**Activity**
An exact, complete copy of the entries that follow is needed.

(Data items)
>>
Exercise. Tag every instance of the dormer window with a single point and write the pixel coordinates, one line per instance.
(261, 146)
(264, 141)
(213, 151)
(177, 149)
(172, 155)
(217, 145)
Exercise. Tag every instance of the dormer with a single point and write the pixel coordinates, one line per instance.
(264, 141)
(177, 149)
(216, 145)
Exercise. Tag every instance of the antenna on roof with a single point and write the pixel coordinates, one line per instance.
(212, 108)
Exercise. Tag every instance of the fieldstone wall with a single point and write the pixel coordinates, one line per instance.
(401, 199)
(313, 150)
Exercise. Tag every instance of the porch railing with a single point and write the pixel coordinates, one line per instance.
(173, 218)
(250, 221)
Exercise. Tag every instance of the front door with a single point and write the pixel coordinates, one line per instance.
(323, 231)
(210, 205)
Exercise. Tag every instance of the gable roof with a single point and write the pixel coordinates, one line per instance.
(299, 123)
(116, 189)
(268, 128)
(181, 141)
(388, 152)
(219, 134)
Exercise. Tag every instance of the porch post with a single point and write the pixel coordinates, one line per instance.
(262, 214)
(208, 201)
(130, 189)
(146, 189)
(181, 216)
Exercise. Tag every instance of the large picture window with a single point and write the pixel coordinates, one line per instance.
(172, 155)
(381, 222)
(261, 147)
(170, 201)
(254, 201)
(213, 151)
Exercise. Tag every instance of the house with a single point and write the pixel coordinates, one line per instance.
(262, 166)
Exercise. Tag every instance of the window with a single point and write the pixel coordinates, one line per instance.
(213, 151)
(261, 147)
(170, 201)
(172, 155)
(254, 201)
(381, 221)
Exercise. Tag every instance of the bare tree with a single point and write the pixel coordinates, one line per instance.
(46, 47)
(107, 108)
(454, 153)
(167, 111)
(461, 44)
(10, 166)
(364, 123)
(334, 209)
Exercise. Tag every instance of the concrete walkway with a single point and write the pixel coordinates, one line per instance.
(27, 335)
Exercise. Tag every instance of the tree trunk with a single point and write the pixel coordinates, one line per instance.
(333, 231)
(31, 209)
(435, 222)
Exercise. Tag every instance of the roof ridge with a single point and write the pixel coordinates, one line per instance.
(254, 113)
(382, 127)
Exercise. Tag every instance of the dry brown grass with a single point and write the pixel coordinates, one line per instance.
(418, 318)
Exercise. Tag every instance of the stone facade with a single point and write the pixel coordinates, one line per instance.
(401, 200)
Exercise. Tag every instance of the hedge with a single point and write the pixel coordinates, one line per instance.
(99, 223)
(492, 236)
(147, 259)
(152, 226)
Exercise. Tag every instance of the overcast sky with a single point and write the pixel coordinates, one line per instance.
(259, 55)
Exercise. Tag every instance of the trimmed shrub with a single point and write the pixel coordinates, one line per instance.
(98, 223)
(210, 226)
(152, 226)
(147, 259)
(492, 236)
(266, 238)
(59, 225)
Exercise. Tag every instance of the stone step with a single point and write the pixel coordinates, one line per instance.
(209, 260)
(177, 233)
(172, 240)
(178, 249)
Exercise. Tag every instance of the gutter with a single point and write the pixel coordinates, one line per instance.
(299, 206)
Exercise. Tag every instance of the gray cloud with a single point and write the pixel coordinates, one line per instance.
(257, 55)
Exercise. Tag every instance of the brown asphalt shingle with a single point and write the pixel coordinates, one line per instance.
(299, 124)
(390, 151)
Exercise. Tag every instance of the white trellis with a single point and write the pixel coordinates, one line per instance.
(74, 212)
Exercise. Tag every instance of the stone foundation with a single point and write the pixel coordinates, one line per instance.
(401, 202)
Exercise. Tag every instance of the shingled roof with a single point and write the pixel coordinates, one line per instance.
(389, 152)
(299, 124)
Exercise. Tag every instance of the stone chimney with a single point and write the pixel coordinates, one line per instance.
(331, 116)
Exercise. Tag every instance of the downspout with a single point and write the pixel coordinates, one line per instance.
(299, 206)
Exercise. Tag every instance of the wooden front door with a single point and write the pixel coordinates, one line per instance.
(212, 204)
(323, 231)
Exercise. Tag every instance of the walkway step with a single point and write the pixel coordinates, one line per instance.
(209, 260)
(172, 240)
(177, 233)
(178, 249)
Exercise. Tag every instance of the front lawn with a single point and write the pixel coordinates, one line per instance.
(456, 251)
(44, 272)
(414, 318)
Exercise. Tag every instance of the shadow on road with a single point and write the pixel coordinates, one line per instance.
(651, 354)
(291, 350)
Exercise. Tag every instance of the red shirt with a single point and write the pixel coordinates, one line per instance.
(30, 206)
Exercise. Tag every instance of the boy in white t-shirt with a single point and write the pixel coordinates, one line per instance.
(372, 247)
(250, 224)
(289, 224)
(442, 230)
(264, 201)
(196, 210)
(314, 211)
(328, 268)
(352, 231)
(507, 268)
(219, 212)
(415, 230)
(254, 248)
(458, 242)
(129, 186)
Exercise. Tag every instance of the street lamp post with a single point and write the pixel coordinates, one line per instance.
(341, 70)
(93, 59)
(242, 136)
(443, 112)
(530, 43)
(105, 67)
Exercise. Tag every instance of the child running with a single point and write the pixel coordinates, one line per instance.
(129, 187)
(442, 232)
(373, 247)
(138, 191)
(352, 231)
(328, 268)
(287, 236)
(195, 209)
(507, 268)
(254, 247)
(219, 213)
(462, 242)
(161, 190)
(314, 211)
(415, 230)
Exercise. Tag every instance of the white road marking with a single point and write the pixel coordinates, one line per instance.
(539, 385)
<<
**Expected answer**
Exercise. Tag every instance of the dormer window with a single point and write the pixel coordinates, one line per instance.
(261, 146)
(264, 141)
(213, 151)
(177, 149)
(172, 155)
(217, 145)
Exercise. Tag every instance of the dormer with a single point and write the pixel coordinates, one line per instance.
(264, 141)
(177, 149)
(216, 145)
Exercise. Tag every instance of the antenna on roof with a single point and write the pixel coordinates, one line per instance.
(212, 108)
Exercise. Tag every instance of the fieldstone wall with a single point and write the pixel coordinates, one line per instance.
(401, 199)
(313, 150)
Exercise. Tag every instance of the porch railing with a single point and write the pixel coordinates, one line per instance.
(173, 218)
(250, 221)
Exercise. Tag every instance of the front door with a single point and write the pixel coordinates, one line per instance.
(323, 231)
(210, 205)
Exercise. Tag every instance of the gable roof with a single point and write the pixel coordinates, one line per instance.
(299, 123)
(116, 189)
(268, 128)
(181, 141)
(388, 152)
(219, 134)
Exercise. Tag every instance of the porch post with a single point and write the pixel coordinates, one line per instance.
(262, 214)
(208, 201)
(130, 189)
(146, 189)
(181, 216)
Exercise. Tag every instance of the large picture window with a single point and write the pixel coordinates, one line per instance.
(172, 155)
(381, 222)
(261, 147)
(170, 201)
(254, 201)
(213, 151)
Exercise. Tag every instance of the house with a single point and write the pixel coordinates, one line per instance.
(262, 166)
Exercise. Tag every instance of the window with a single point and write the pixel coordinates, one line per instance.
(213, 151)
(261, 147)
(170, 201)
(172, 155)
(254, 201)
(381, 221)
Exercise. Tag every instance of the bare tree with a single point and write the pixel coordinates, one line per instance.
(46, 47)
(107, 108)
(454, 153)
(167, 111)
(461, 44)
(10, 166)
(364, 123)
(334, 209)
Exercise. Tag every instance of the concrete walkway with a single point and write the pixel coordinates, one line per instance.
(27, 335)
Exercise. Tag every instance of the tree trunk with a single point and write the pixel coordinates, one line per instance.
(333, 231)
(31, 209)
(435, 222)
Exercise. Tag every instance of the roof ridge with a single point and write the pixel coordinates, one line per instance.
(254, 113)
(382, 127)
Exercise. Tag every instance of the dry brown grass with a single point and write the pixel coordinates, one line per instance.
(418, 318)
Exercise. Tag every instance of the stone facade with a single point and write the pixel coordinates, one line per instance.
(401, 200)
Exercise. Tag every instance of the hedge with a single point and write the pixel coordinates, one line per instance.
(99, 223)
(492, 236)
(147, 259)
(152, 226)
Exercise. Tag every instance of the overcast sky with a single point and write the pixel coordinates, one line per instance.
(259, 55)
Exercise. Tag every instance of the trimmed shrub with a single point and write the pixel coordinates, one line per instance.
(98, 223)
(210, 226)
(152, 226)
(147, 259)
(492, 236)
(266, 238)
(59, 225)
Exercise. Tag every instance of the stone step with a single point and write the pixel coordinates, one line per instance.
(209, 260)
(177, 233)
(172, 240)
(178, 249)
Exercise. Tag every instance of the gutter with a single point and write the pixel coordinates, one line per instance.
(299, 206)
Exercise. Tag every instance of the gray cloud with a single point and write the pixel coordinates, one line per instance.
(257, 55)
Exercise. Tag every instance of the brown asphalt shingle with a single point and write the pixel coordinates, one line per instance.
(299, 124)
(390, 151)
Exercise. Tag every instance of the white trellis with a single point and write the pixel coordinates, one line per instance.
(74, 212)
Exercise. Tag every instance of the stone foundation with a single point and write the pixel coordinates, one line per instance.
(401, 202)
Exercise. Tag every instance of the shingled roof with a single point and write the pixel coordinates, one line per instance.
(389, 152)
(299, 124)
Exercise. Tag every instance of the stone chimney with a single point and write the pixel coordinates, one line per instance.
(331, 116)
Exercise. Tag every instance of the downspout with a single point and write the pixel coordinates, one line per instance.
(299, 206)
Exercise. Tag every instance of the wooden front door with a single point and write the pixel coordinates, one line per instance.
(212, 204)
(323, 231)
Exercise. Tag every instance of the walkway step with a single point and write the pixel coordinates, one line per instance.
(209, 260)
(172, 240)
(177, 233)
(178, 249)
Exercise. Tag every instance of the front lawn with a single point and write the pixel coordinates, one line per instance.
(456, 251)
(44, 272)
(414, 318)
Exercise. Tag every instance of the shadow on road with a single point and write the pixel coordinates, one line per instance.
(651, 354)
(291, 350)
Exercise. Tag every instance of the red shirt with a single point and write the pixel coordinates, one line per instance.
(30, 206)
Exercise. Tag every instance of the boy in white t-shirt with a single point and write the pixel coordinates, one line per instance.
(372, 247)
(250, 224)
(289, 224)
(442, 230)
(264, 201)
(196, 210)
(314, 211)
(328, 268)
(352, 231)
(507, 268)
(219, 212)
(415, 230)
(254, 248)
(458, 242)
(129, 186)
Exercise. Tag every instance of the street lamp post with a single point and write the pixel coordinates, one line per instance.
(341, 70)
(93, 59)
(242, 136)
(443, 112)
(530, 43)
(105, 67)
Exercise. Tag every instance of the child running with a single point and write the pixel coordinates, one line per instance.
(129, 187)
(442, 232)
(373, 247)
(138, 191)
(352, 231)
(328, 268)
(287, 236)
(195, 209)
(507, 268)
(254, 247)
(219, 213)
(462, 242)
(161, 190)
(314, 211)
(415, 230)
Exercise. Tag every instance of the white road marking with a single point and write the pixel coordinates, one line per instance.
(539, 385)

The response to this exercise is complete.